[Work item]
Output every line of the data exactly as it appears.

════════════════

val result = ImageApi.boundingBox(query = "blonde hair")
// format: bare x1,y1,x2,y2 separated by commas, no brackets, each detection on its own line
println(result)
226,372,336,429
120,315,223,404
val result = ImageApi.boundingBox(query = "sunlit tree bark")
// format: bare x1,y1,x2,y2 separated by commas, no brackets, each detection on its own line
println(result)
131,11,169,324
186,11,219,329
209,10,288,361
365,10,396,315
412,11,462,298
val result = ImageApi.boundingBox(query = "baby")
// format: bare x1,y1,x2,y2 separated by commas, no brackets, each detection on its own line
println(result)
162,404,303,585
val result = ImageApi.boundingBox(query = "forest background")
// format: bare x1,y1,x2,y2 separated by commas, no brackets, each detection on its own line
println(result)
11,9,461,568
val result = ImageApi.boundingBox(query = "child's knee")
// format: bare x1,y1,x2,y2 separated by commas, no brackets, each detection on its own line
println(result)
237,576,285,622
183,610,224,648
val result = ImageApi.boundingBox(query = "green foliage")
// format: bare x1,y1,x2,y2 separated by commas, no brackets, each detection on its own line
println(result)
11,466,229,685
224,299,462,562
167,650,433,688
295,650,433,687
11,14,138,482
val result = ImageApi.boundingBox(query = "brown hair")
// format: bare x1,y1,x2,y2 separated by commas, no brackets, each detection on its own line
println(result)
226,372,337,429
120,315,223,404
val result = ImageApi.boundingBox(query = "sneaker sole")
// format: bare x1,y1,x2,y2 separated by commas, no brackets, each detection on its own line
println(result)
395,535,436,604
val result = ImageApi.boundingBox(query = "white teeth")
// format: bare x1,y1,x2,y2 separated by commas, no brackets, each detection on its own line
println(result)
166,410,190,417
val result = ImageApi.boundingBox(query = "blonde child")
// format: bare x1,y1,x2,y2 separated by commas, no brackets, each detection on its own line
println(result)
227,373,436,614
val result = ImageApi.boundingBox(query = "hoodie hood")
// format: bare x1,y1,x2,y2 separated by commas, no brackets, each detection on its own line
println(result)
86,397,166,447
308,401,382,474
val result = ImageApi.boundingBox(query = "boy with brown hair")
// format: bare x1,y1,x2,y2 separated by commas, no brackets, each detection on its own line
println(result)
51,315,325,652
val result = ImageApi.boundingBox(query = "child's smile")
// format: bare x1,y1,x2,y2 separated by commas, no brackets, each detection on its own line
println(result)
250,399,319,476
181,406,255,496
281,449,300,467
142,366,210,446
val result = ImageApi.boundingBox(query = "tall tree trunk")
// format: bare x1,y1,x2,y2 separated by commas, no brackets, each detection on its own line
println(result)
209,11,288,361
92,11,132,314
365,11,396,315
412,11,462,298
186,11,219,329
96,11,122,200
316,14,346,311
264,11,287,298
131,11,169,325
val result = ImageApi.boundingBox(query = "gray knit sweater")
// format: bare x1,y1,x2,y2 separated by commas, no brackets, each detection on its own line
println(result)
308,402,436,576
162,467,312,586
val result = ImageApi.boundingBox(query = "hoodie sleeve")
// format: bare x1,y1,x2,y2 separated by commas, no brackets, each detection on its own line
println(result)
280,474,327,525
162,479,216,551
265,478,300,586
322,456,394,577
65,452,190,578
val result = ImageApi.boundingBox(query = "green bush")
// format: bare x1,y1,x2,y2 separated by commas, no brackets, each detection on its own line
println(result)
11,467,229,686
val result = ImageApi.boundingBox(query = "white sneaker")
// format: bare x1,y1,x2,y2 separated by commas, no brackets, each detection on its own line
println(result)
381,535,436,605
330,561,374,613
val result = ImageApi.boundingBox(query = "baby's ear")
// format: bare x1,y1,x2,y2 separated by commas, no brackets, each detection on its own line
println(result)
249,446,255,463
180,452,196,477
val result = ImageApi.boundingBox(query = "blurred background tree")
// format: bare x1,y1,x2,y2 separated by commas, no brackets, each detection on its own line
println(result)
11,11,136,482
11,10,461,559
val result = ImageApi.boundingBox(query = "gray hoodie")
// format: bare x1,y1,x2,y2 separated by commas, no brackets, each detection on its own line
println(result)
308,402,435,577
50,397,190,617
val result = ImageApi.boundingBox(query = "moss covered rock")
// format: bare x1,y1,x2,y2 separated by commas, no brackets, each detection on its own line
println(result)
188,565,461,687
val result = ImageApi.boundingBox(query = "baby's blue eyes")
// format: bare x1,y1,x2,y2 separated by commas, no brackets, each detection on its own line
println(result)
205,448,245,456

════════════════

[Reply to the task]
val result = ImageApi.boundingBox(query = "blonde hair")
// format: bare x1,y1,x2,y2 separated by commas, no brackets, each detection on its own line
println(result)
226,372,336,429
120,315,223,404
val result = ImageApi.boundingBox(query = "sunlit tree bark")
// format: bare x1,y1,x2,y2 separated by commas, no brackets, each detection on its own line
println(result)
131,11,169,324
186,11,219,329
209,10,288,361
365,10,396,315
412,11,462,298
val result = ImageApi.boundingBox(query = "baby")
// format: bare x1,y1,x2,y2 separated by commas, no brackets, each detection on its own line
println(result)
162,404,303,585
val result = ImageApi.boundingBox(query = "forest background")
// format: bare x1,y1,x2,y2 separated by commas, no brackets, each detection on its own line
println(result)
11,9,461,568
val result = ImageApi.boundingBox(query = "child's knee")
// format: bare x1,y1,x2,y2 separated by commas, no brackets, each detection on its own line
println(result)
237,576,285,622
183,610,224,648
val result = ImageApi.boundingBox(query = "green foliage")
// format: bare x1,y1,x2,y2 separated by commas, no brackets, each detection on its own line
println(result)
11,466,229,685
224,299,462,562
167,650,433,688
295,650,433,687
11,14,138,482
val result = ImageApi.boundingBox(query = "brown hair")
// format: bare x1,y1,x2,y2 separated by commas, no brackets, each detection on its own line
println(result)
226,372,337,429
120,315,223,404
val result = ImageApi.boundingBox(query = "sneaker sole")
// format: bare x1,y1,x2,y2 separated by commas, no brackets, each detection on its own line
println(result)
395,535,436,604
val result = ImageApi.boundingBox(query = "white teeth")
// format: bare x1,y1,x2,y2 separated by commas, no brackets, each detection on its own line
println(result)
166,410,190,417
val result = ImageApi.boundingBox(query = "blonde child")
// format: bare x1,y1,x2,y2 separated by commas, no brackets, each detection on its own line
println(result)
227,373,436,614
val result = ImageApi.boundingBox(query = "hoodie hood")
// format: bare x1,y1,x2,y2 separated by commas, no brackets, each detection on its own line
println(result)
86,397,166,447
308,401,382,474
val result = ImageApi.boundingBox(query = "boy with brown hair")
// format: bare x1,y1,x2,y2 separated by commas, no brackets, each detection on its own line
println(result)
51,315,325,652
val result = ImageApi.boundingBox(query = "child's smile")
// format: bare x1,y1,x2,y2 separated by commas, no brackets, each detection on its own line
println(result)
250,399,319,476
181,406,255,496
281,449,300,467
142,366,210,446
val result = ImageApi.boundingBox(query = "tall tree trunk")
// format: bare x1,y1,x2,y2 separated by commas, no brackets, each detection on its own line
println(result)
209,11,288,361
92,11,132,314
365,11,396,315
412,11,462,298
186,11,219,329
96,11,122,200
316,14,346,311
264,11,287,298
131,11,169,325
val result = ImageApi.boundingBox(query = "gray knit sweater")
// format: bare x1,y1,x2,y2 separated by commas, no brackets, each detection on its own line
println(result)
308,402,436,576
162,467,312,586
val result = ImageApi.boundingBox(query = "hoodie sleeve")
// format: bare x1,y1,x2,y2 separated by commas, no brackets, each detection on its own line
println(result)
280,474,327,525
162,479,216,551
265,478,300,586
322,456,394,577
65,452,190,578
val result = ImageApi.boundingBox(query = "green bush")
// format: bare x1,y1,x2,y2 separated by commas, no brackets, each detection on its own line
println(result)
11,467,229,686
val result = ImageApi.boundingBox(query = "white sneaker")
// format: bare x1,y1,x2,y2 separated by commas, no brackets, each detection on its own line
println(result)
381,535,436,605
330,561,374,613
val result = ImageApi.boundingBox(query = "baby's ear")
// format: bare x1,y1,x2,y2 separated by commas, no brackets, each detection on its own line
println(result)
249,446,255,463
180,452,196,477
val result = ImageApi.boundingBox(query = "blurred background tree")
// format: bare x1,y1,x2,y2 separated by commas, no brackets, each detection on its own line
println(result)
11,11,136,482
11,10,461,559
val result = ImageApi.boundingBox(query = "gray hoodie")
// format: bare x1,y1,x2,y2 separated by commas, no brackets, each detection on its own line
println(result)
308,402,435,577
50,397,190,617
val result = ImageApi.boundingBox(query = "moss covered rock")
// format: bare x1,y1,x2,y2 separated by commas, no brackets, each detection on its own line
println(result)
188,565,461,687
val result = ImageApi.boundingBox(query = "baby's blue eyes")
// format: bare x1,y1,x2,y2 separated by commas, no brackets, each detection on its own line
println(result)
205,448,245,456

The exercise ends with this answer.